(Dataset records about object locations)
===

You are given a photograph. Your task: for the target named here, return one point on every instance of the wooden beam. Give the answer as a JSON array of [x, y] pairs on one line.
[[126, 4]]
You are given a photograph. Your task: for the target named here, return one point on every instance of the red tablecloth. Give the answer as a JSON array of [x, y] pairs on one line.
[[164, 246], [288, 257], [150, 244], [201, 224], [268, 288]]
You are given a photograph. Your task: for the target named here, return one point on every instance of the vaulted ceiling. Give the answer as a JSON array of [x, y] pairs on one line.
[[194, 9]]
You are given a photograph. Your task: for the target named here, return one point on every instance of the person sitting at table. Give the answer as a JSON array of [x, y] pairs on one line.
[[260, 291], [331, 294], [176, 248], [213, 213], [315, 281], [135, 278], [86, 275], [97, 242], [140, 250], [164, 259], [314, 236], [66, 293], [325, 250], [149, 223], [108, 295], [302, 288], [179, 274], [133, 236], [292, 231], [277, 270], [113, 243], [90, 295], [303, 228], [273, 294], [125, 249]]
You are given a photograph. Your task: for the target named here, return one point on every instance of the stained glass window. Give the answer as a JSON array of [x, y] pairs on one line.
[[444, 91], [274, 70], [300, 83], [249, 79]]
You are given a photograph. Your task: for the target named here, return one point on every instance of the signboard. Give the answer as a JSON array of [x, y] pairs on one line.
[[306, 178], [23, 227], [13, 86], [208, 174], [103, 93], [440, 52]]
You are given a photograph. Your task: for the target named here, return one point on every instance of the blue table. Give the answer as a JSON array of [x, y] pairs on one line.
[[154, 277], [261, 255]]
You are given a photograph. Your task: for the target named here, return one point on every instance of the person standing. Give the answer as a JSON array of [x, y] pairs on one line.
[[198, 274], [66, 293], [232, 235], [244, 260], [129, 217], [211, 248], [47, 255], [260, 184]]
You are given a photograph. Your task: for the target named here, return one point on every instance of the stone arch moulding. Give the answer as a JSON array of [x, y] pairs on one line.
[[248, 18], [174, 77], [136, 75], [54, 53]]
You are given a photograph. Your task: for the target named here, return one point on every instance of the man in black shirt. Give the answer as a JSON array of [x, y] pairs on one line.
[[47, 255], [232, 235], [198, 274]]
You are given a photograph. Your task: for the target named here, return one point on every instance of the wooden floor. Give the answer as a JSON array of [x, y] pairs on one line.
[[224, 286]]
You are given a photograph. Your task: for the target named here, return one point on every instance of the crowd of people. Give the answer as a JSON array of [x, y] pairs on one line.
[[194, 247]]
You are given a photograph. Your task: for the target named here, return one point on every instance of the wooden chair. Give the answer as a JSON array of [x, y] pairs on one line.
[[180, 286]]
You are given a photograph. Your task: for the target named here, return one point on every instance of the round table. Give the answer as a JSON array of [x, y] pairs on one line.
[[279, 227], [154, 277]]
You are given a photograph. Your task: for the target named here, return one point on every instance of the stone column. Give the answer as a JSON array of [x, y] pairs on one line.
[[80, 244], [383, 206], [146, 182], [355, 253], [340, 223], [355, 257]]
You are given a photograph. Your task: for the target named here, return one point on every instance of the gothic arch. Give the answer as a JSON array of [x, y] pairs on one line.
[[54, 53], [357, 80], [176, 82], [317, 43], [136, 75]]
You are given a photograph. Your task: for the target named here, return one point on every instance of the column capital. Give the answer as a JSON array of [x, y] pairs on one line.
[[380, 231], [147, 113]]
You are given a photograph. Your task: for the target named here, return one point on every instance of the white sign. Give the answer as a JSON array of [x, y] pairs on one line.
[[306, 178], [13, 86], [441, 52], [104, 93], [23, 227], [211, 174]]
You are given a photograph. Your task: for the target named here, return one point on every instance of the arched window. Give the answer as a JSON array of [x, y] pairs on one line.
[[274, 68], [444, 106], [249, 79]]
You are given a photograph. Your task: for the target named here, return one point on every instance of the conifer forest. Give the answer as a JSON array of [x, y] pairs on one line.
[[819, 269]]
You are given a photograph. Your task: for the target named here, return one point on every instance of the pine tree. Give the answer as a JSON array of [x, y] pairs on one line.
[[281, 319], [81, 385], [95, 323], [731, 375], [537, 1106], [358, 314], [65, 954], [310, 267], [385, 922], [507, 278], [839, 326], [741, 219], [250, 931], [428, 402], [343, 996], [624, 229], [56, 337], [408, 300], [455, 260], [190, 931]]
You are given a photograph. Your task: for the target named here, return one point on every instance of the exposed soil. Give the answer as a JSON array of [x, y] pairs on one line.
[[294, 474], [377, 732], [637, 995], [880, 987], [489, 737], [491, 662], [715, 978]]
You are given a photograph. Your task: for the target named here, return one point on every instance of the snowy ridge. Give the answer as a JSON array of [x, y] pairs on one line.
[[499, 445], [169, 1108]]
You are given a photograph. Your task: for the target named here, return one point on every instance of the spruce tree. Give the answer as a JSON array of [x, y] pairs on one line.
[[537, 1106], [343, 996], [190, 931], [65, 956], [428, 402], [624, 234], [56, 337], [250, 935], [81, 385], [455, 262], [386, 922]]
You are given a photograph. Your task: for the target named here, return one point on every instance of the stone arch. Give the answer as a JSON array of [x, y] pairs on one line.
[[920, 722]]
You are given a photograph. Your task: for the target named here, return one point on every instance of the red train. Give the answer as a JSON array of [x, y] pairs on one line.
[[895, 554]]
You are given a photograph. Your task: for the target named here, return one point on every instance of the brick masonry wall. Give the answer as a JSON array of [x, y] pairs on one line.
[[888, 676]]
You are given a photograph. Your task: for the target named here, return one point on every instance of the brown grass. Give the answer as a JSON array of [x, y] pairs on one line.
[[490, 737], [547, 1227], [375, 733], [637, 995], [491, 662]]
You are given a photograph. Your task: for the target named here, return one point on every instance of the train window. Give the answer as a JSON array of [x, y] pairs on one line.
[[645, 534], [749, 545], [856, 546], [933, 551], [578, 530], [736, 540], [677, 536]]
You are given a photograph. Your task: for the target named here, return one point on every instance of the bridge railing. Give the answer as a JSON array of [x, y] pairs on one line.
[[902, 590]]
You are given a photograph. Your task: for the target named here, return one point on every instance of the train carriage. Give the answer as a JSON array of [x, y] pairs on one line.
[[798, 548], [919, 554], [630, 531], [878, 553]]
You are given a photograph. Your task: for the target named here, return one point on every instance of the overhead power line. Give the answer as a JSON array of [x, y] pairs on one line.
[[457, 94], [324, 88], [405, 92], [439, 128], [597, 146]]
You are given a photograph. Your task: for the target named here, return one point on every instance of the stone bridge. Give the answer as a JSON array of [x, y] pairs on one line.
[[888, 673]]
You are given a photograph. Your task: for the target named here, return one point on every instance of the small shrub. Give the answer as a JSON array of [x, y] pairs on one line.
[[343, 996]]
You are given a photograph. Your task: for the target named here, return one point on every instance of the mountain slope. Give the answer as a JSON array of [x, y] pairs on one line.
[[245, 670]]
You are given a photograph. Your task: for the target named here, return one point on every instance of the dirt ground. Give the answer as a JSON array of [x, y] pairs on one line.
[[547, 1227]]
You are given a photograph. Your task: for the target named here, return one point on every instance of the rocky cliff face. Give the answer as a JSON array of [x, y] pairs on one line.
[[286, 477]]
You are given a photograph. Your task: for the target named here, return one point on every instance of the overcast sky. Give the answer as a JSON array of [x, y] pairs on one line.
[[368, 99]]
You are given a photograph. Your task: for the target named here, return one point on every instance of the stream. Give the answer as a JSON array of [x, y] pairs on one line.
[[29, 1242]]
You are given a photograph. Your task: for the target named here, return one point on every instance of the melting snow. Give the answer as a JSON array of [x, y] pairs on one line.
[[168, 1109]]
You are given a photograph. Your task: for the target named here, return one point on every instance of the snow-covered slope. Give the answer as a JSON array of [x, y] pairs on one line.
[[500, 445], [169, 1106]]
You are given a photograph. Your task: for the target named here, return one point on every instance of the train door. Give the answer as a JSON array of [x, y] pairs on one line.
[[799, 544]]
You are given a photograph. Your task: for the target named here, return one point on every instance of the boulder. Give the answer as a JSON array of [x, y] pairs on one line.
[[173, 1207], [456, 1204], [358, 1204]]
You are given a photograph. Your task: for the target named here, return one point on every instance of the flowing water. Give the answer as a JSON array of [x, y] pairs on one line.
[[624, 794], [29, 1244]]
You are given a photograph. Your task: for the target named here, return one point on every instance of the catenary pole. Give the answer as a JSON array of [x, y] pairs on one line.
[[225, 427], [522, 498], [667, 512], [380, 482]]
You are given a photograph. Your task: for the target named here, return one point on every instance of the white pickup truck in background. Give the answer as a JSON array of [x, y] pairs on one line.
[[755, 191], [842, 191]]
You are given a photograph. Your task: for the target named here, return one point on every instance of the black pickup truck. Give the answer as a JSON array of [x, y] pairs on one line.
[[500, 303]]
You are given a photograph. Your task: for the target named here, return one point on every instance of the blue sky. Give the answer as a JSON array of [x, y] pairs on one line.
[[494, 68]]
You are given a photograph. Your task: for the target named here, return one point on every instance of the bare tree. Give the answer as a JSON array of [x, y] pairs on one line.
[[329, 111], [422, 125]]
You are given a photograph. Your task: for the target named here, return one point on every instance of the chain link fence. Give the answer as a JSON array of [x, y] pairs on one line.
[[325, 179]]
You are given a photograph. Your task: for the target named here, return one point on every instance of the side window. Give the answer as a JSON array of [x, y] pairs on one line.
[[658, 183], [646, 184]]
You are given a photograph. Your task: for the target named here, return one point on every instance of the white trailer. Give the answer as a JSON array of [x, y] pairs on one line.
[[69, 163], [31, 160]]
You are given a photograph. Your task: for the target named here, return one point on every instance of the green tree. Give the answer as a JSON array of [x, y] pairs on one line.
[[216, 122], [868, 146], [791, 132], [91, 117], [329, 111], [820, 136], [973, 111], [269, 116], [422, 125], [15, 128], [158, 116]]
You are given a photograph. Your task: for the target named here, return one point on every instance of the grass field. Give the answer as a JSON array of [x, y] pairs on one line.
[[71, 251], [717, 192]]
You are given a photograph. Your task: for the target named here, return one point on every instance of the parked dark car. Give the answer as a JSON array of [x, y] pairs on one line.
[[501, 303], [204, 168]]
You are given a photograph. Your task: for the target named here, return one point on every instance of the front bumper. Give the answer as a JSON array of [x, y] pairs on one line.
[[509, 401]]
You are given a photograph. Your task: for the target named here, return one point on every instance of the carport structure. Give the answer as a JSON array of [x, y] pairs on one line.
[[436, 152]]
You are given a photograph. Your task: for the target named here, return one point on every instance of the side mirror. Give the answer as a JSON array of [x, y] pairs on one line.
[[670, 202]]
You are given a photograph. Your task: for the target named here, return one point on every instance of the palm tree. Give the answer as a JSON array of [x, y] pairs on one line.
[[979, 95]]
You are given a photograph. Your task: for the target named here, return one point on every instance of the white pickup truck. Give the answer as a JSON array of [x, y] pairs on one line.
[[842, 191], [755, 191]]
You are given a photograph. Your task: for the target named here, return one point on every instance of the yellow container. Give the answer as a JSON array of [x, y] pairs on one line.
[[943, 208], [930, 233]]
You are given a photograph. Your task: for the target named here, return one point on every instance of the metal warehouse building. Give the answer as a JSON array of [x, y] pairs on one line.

===

- **OBJECTIVE**
Rewrite the records beginning at the line containing "of the overcast" and continuing through the line containing "[[799, 544]]", replacing "stream" with "creek" and leaving everything else unchanged.

- **RESULT BELOW**
You are given a photograph. Your task: for the target named here, return one point on every instance of the overcast sky. Give the answer as a JSON array of [x, y] pairs on one line.
[[368, 99]]
You are given a photograph. Your task: for the target named here, return one point on every instance of the creek. Give the answer as a JSON array of [x, y] pairs on one line.
[[29, 1242]]
You are given a photograph. Your task: for the target named here, return one point on every instance of the melting snow. Give the answer as a JSON array of [x, y] pairs on one line.
[[168, 1109]]
You are given a photograph. Your task: for the target named here, return one point on every instance of the snow-covered slope. Give the answer as a JSON array of [x, y] pairs on one line.
[[500, 445], [169, 1106]]
You are given a photograph. Your task: for the target named here, return one point on every instance of the train door. Give the answer as a JSON array of [x, y] pairs on one line.
[[799, 544]]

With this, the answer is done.